• [Aim of the exercise] According to the Ebola article below, why did the researchers run their first experiments with viral-like particles instead of the infectious virus? Answer in one to three sentences.

• [Source document]
BEGIN
The Ebola virus acts fast. The course of infection, from exposure to recovery, or death, can take as little as two weeks. That may not leave enough time for the immune system to mount an effective response.
The goal of some anti-viral therapies, therefore, is to buy more and give the immune system a leg up on the virus. A new study demonstrates a way to do that, by reducing the ability of the virus to exit a host cell and spread. The work showed that blocking a calcium-signaling pathway could inhibit not only the Ebola virus, but also Marburg, Lassa and Junin viruses, all sources of deadly infections.
They conducted initial experiments using non-infectious viral-like particles, or VLPs, the production of which is orchestrated by the virus’ matrix protein and which bud from cells in a similar manner to the infectious virus. This allows for the observation of host-virus interactions without using dangerous live viruses.
Calcium signaling is a key regulator of many cell processes, and earlier studies by these authors had suggested that calcium was needed by these and other viruses. The researchers followed up by examining how cellular calcium levels responded when VLPs were being produced in cells. They found that virus matrix proteins triggered significant upticks in calcium levels, which were prevented when the researchers introduced a mutated version of a gene that encodes a calcium channel called ORAI1 into the host cells.
Next they looked directly at VLP production in normal cultured cells or cells with a mutation in ORAI1. Production of Ebola, Marburg, Lassa and Junin VLPs were all significantly lowered, as much as 100-fold, in the ORAI1 mutant cells, an indication that hemorrhagic fever virus budding relies on the ORAI1-dependent calcium signaling.
Further studies implicated another protein upstream from ORAI1, called STIM1, as also required to form VLPs. Suppressing expression of STIM1 in cultured cells caused VLP production to decline.
To see whether they could pharmacologically block VLP production in normal cells, the Penn researchers used three different ORAI1 inhibitors. Each substantially inhibited production of Ebola and Marburg VLPs.
END
• [Extracted data]
BEGIN
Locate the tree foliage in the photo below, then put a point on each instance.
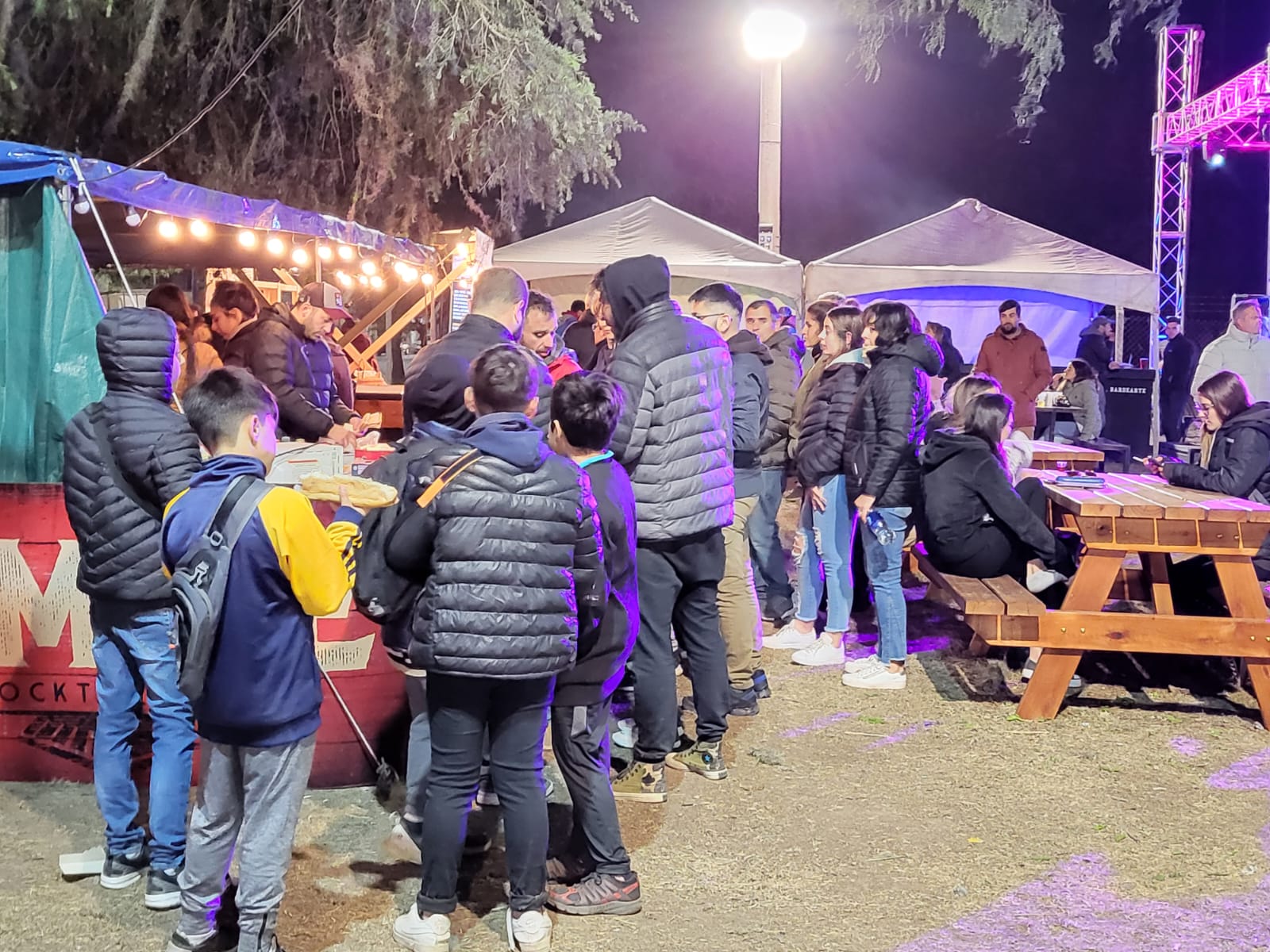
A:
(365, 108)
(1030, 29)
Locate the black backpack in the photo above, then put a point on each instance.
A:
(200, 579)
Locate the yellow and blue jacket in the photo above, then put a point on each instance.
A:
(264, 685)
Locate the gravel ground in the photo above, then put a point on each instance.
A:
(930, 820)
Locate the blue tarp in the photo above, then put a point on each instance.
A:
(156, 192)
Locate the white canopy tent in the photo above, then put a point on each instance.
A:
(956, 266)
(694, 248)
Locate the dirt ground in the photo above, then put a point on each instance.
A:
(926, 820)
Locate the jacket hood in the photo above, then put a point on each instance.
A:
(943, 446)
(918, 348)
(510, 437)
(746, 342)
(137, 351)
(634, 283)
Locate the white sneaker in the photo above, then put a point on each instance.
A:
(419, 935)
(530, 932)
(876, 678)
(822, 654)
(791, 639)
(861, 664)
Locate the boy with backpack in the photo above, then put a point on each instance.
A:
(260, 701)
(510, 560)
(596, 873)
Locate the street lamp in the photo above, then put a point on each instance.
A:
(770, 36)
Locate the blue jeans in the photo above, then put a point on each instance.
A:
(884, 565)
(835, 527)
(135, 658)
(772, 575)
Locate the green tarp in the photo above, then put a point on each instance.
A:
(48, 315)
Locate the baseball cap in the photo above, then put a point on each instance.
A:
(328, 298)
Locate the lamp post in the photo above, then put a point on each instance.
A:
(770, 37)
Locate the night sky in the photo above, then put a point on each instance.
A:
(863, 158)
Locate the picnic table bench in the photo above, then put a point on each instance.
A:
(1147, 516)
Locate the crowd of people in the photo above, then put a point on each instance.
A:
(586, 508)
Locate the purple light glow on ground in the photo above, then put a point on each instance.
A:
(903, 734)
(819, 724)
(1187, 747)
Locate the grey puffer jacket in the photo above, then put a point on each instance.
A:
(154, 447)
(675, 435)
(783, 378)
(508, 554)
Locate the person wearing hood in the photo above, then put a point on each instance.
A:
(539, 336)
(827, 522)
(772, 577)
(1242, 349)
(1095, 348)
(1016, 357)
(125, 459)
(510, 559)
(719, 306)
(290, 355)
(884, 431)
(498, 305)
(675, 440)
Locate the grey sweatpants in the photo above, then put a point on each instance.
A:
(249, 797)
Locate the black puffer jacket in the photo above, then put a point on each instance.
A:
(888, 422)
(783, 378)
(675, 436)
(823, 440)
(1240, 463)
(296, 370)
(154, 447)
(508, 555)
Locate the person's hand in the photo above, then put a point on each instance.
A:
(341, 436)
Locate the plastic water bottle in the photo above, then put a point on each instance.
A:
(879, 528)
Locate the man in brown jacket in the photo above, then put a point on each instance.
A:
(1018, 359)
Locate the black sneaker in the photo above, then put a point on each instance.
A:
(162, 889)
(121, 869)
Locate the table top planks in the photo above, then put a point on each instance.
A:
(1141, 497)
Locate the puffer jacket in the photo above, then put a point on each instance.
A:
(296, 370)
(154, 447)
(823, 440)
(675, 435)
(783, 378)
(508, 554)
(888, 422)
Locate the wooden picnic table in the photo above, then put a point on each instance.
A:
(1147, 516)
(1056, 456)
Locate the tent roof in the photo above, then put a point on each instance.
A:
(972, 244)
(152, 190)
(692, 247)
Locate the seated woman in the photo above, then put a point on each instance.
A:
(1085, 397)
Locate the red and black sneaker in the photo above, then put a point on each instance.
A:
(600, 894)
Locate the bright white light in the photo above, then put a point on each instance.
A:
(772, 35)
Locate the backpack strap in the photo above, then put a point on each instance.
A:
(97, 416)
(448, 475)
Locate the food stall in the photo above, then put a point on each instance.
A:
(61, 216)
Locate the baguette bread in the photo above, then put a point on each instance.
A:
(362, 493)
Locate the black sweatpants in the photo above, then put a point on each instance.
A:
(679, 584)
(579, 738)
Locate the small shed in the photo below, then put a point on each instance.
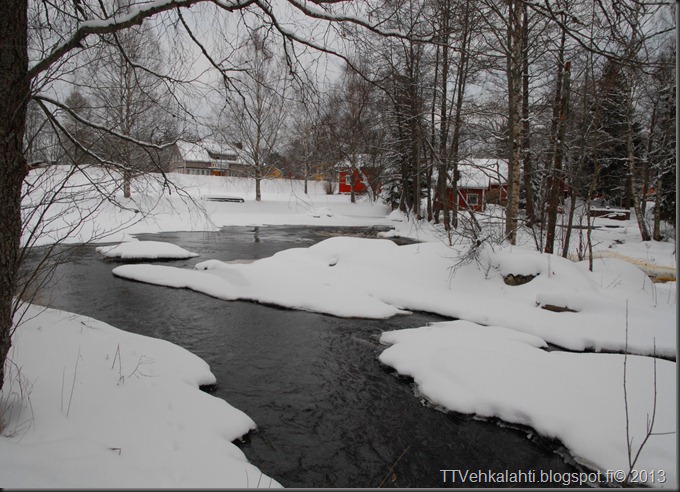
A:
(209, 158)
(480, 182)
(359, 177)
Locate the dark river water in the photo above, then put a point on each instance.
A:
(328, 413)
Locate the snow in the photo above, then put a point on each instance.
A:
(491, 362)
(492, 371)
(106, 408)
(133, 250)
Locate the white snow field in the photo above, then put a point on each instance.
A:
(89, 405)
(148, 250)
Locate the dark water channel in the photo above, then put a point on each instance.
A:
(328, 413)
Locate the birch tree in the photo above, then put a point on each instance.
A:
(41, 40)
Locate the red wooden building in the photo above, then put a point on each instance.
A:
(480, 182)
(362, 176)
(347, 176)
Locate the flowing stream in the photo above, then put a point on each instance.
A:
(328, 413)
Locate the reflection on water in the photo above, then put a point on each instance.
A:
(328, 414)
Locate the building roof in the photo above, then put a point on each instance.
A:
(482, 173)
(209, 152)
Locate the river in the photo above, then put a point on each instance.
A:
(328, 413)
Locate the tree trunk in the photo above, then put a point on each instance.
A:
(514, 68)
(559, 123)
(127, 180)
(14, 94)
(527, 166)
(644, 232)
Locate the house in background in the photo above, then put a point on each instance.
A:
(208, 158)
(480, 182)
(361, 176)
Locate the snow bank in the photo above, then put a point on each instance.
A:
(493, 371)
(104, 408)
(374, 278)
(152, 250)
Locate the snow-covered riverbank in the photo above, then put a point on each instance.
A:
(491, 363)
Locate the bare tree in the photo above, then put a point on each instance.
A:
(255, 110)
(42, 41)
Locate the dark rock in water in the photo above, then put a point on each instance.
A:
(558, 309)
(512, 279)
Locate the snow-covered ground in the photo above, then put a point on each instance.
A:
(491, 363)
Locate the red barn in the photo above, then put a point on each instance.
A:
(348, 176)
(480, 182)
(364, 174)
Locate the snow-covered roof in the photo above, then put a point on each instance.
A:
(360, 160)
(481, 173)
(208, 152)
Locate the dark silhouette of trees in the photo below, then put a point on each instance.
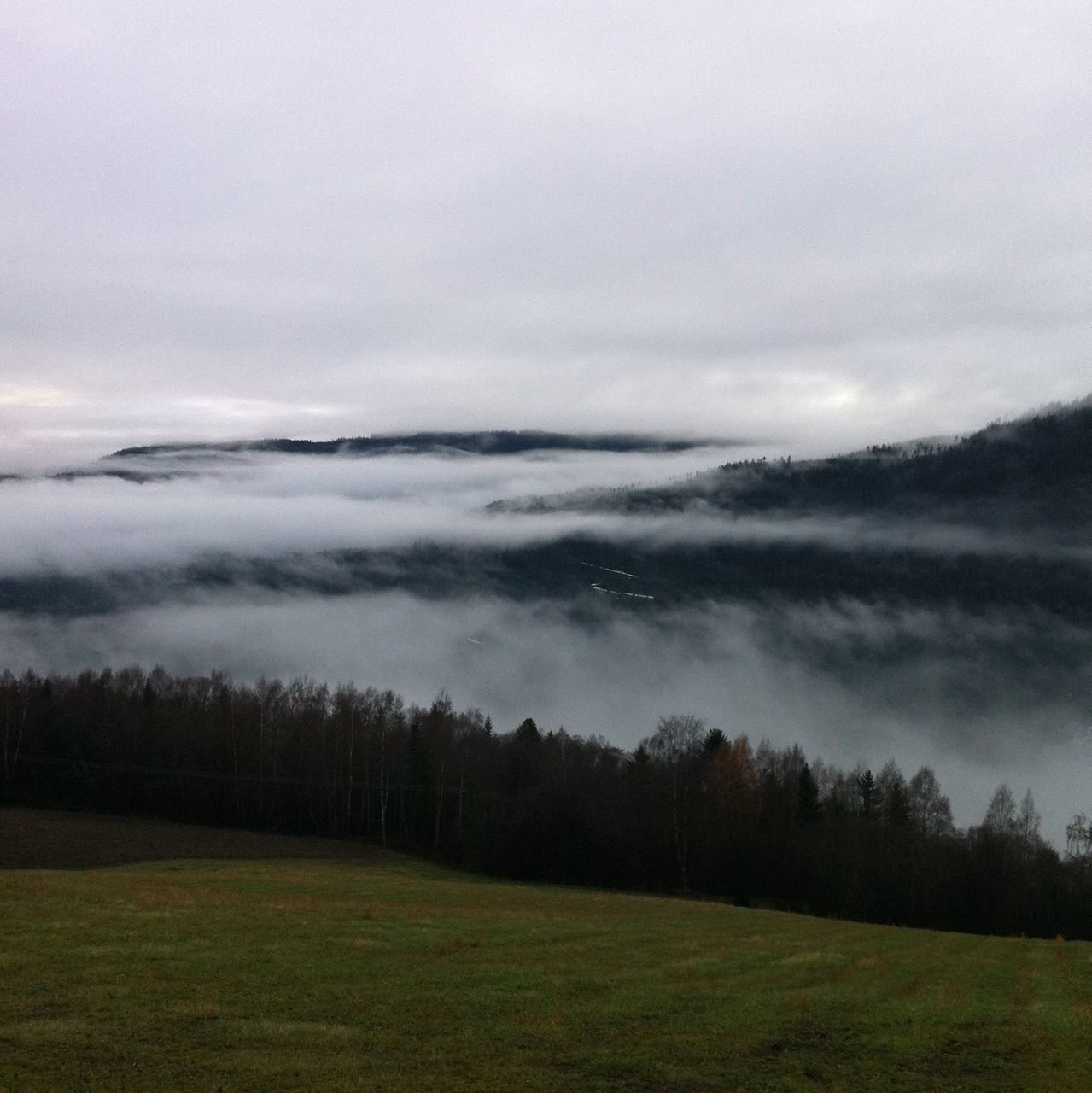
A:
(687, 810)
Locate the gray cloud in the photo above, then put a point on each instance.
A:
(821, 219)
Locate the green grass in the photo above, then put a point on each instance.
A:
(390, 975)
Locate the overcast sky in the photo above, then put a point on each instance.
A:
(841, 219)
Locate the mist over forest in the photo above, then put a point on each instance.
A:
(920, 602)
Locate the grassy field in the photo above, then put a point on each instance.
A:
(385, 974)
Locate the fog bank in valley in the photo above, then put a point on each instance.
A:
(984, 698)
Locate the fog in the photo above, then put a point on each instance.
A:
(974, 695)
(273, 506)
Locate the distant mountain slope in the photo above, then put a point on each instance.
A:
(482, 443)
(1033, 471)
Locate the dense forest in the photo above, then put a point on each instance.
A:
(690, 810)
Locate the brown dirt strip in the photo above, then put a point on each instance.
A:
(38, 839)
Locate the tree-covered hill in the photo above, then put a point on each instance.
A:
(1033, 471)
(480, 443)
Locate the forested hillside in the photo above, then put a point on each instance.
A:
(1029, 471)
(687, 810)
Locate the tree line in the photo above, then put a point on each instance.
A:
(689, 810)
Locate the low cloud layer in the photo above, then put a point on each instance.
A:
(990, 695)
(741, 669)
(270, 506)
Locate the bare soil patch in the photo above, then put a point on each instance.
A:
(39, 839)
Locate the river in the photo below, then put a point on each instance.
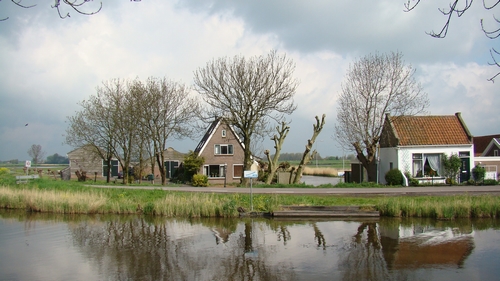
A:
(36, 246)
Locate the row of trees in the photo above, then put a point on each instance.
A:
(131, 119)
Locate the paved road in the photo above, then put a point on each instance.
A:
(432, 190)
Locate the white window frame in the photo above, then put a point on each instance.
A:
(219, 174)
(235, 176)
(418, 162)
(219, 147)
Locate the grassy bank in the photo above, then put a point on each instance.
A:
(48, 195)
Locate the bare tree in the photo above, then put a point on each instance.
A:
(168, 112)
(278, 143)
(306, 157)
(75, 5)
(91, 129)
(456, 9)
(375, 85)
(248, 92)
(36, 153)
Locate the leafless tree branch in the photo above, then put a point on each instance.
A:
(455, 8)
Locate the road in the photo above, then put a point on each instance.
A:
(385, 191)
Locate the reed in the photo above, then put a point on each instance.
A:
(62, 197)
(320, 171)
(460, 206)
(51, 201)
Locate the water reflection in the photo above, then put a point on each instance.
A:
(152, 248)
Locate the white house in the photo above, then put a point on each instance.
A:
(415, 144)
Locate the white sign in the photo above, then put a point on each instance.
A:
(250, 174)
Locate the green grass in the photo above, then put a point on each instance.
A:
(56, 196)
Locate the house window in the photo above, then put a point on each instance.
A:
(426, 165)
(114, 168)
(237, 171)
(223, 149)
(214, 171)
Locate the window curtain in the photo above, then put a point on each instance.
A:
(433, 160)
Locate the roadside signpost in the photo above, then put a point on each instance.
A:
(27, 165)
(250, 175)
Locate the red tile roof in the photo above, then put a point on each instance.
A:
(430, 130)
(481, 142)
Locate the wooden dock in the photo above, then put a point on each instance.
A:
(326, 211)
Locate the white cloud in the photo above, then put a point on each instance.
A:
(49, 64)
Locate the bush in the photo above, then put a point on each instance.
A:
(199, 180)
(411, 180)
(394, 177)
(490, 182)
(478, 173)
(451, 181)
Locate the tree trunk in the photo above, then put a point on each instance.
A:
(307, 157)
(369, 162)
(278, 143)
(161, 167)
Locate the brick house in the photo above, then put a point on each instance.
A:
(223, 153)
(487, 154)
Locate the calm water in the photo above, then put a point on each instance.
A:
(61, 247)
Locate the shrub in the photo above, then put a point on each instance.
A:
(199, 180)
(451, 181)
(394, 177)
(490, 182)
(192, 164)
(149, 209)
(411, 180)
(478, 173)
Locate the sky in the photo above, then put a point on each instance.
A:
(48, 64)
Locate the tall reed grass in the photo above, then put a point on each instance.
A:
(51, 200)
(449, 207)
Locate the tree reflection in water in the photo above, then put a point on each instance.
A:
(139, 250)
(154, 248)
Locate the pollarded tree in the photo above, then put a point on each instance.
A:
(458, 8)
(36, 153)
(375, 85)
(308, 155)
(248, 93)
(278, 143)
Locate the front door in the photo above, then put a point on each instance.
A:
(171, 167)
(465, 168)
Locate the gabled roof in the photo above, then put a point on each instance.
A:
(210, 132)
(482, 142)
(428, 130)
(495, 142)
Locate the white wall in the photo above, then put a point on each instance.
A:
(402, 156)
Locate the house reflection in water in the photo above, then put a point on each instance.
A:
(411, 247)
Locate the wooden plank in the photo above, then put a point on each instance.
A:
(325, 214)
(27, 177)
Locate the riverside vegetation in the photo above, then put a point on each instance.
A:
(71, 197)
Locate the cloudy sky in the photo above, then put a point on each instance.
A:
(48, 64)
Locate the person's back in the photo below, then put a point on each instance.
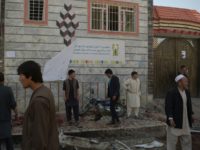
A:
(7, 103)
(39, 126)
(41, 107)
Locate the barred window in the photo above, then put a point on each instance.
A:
END
• [Solved exercise] Viral-like particles are non-infectious, and their production is orchestrated by the virus's matrix protein. They bud from cells in a similar manner to the infectious virus, so host-virus interactions can be observed without using dangerous live viruses.